== WORK ITEM ==
Count the lines below that hold the string "yellow". Give only that number.

*** Opening of EXERCISE INPUTS ***

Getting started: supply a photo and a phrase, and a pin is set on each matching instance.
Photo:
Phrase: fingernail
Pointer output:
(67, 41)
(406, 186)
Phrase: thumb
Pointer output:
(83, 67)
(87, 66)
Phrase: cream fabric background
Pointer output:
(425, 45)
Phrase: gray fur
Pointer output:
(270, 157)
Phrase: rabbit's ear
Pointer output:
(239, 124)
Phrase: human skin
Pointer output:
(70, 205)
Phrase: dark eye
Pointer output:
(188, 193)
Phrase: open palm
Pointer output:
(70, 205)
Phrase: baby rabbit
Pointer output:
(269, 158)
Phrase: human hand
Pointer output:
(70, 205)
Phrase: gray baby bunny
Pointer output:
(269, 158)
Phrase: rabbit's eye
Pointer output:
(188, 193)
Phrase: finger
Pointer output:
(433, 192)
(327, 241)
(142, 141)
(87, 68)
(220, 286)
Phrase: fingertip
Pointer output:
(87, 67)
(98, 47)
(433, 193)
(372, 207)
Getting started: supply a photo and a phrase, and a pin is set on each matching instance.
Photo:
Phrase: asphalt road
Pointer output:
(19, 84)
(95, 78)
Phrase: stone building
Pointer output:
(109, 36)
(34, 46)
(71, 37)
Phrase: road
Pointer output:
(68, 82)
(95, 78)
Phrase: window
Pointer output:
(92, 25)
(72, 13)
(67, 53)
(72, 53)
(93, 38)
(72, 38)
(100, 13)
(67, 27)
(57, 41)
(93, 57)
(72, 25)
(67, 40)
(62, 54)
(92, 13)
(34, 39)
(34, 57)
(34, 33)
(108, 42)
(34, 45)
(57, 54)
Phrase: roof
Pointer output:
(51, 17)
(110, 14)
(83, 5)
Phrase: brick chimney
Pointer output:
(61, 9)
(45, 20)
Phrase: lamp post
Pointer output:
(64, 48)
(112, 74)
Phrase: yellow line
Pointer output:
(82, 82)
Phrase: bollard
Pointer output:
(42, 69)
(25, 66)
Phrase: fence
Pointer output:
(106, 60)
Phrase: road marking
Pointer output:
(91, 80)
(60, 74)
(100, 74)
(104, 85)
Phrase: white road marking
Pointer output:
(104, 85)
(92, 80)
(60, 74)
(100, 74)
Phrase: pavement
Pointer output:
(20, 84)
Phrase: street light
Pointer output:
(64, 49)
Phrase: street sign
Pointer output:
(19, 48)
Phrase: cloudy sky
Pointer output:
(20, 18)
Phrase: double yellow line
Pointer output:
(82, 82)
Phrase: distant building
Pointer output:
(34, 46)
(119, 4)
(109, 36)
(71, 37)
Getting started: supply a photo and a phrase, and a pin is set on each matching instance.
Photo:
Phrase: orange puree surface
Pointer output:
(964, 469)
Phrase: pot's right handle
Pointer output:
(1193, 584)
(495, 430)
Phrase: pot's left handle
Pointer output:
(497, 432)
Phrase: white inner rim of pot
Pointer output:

*** Close of EXERCISE INPUTS ***

== OUTPUT FOR THIS EXERCISE ==
2